### The task
Reproduce the whole listing below without its pictures, exactly as written.

### Exercise data
◇ ◇ ◇ ◇ ◇ ◇ ◇

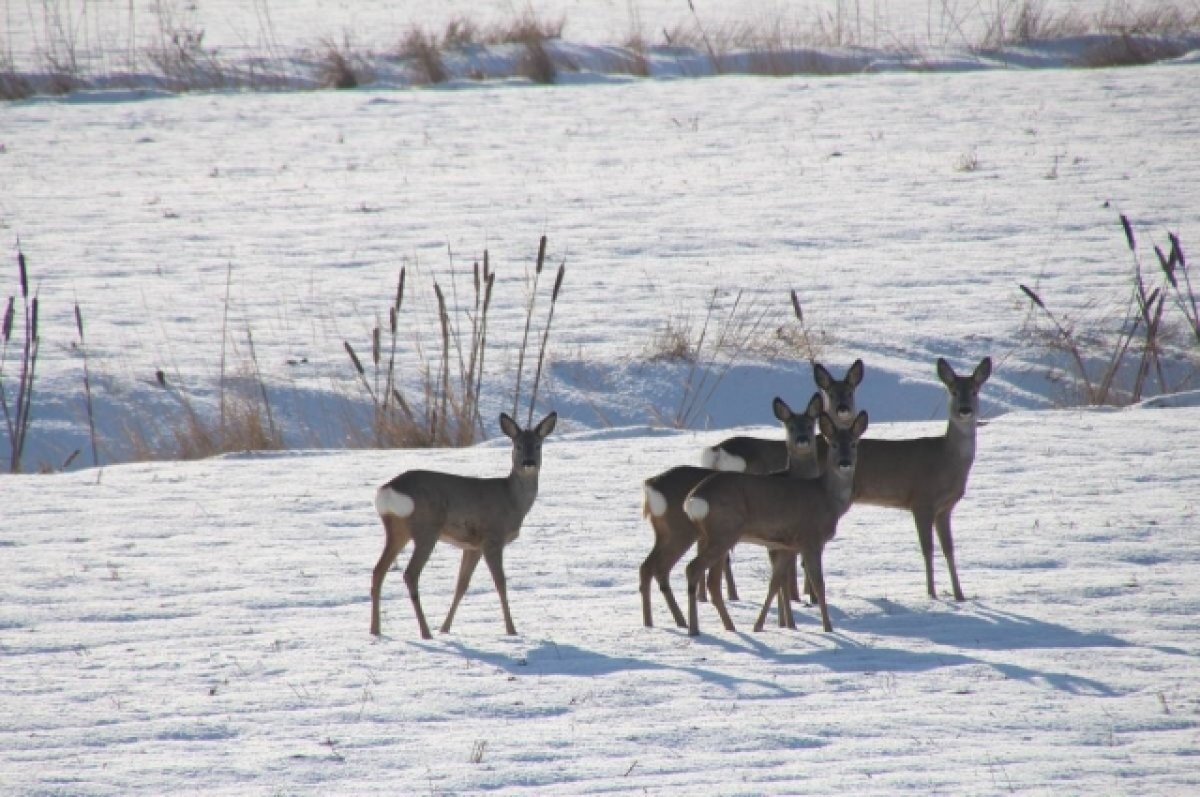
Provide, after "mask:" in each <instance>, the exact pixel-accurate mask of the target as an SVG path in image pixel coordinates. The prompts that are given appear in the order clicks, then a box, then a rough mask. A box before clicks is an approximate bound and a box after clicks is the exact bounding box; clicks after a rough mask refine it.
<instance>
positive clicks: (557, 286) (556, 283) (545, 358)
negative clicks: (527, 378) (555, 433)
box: [526, 260, 566, 425]
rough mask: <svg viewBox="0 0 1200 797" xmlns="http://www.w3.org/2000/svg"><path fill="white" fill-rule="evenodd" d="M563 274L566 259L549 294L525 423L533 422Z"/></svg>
mask: <svg viewBox="0 0 1200 797" xmlns="http://www.w3.org/2000/svg"><path fill="white" fill-rule="evenodd" d="M564 274H566V260H563V262H562V263H560V264H559V265H558V275H557V276H556V277H554V290H553V292H552V293H551V294H550V313H548V314H547V316H546V329H544V330H542V331H541V348H540V349H539V352H538V370H536V372H535V373H534V379H533V392H530V395H529V414H528V415H527V417H526V425H529V424H532V423H533V408H534V406H535V405H536V403H538V385H539V384H540V383H541V366H542V362H544V361H545V359H546V341H547V340H548V338H550V325H551V324H552V323H553V322H554V302H557V301H558V290H559V288H562V287H563V275H564Z"/></svg>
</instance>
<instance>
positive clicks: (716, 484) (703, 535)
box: [684, 412, 868, 636]
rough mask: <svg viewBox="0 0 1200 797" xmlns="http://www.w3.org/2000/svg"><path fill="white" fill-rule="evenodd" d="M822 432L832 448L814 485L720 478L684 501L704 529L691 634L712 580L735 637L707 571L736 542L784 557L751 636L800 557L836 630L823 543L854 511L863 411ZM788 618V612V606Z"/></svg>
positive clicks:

◇ ◇ ◇ ◇ ◇ ◇ ◇

### Reply to the exercise
Provide, after "mask:" in each <instance>, the exact pixel-accurate mask of the target as an SVG path in image pixel coordinates. The prompts that are given appear in the order clicks, then a box, then a rough mask. A box before clicks is an approximate bound and a box after clicks is the exact bounding box; clicks after a rough mask refine it.
<instance>
positive clicks: (557, 286) (556, 283) (545, 358)
negative clicks: (527, 378) (555, 433)
box: [526, 260, 566, 425]
rough mask: <svg viewBox="0 0 1200 797" xmlns="http://www.w3.org/2000/svg"><path fill="white" fill-rule="evenodd" d="M563 274L566 259L549 294L525 423L533 422Z"/></svg>
mask: <svg viewBox="0 0 1200 797" xmlns="http://www.w3.org/2000/svg"><path fill="white" fill-rule="evenodd" d="M564 274H566V260H563V262H562V263H560V264H559V265H558V275H557V276H556V277H554V290H553V292H552V293H551V294H550V313H548V314H547V316H546V329H544V330H542V331H541V348H540V349H539V352H538V370H536V372H535V373H534V379H533V392H530V395H529V414H528V415H527V417H526V425H529V424H532V423H533V408H534V406H535V405H536V403H538V385H539V384H540V383H541V366H542V362H544V361H545V359H546V341H547V340H548V338H550V325H551V324H552V323H553V322H554V302H557V301H558V290H559V288H562V287H563V275H564Z"/></svg>
</instance>
<instance>
positive clicks: (716, 484) (703, 535)
box: [684, 412, 868, 636]
rough mask: <svg viewBox="0 0 1200 797" xmlns="http://www.w3.org/2000/svg"><path fill="white" fill-rule="evenodd" d="M822 432L832 448L814 485L720 478L684 501L704 529L691 634L712 580L735 637L707 571L736 542L784 557L751 636L800 557L836 630L823 543L854 511L863 411ZM788 618V612V606Z"/></svg>
positive clicks:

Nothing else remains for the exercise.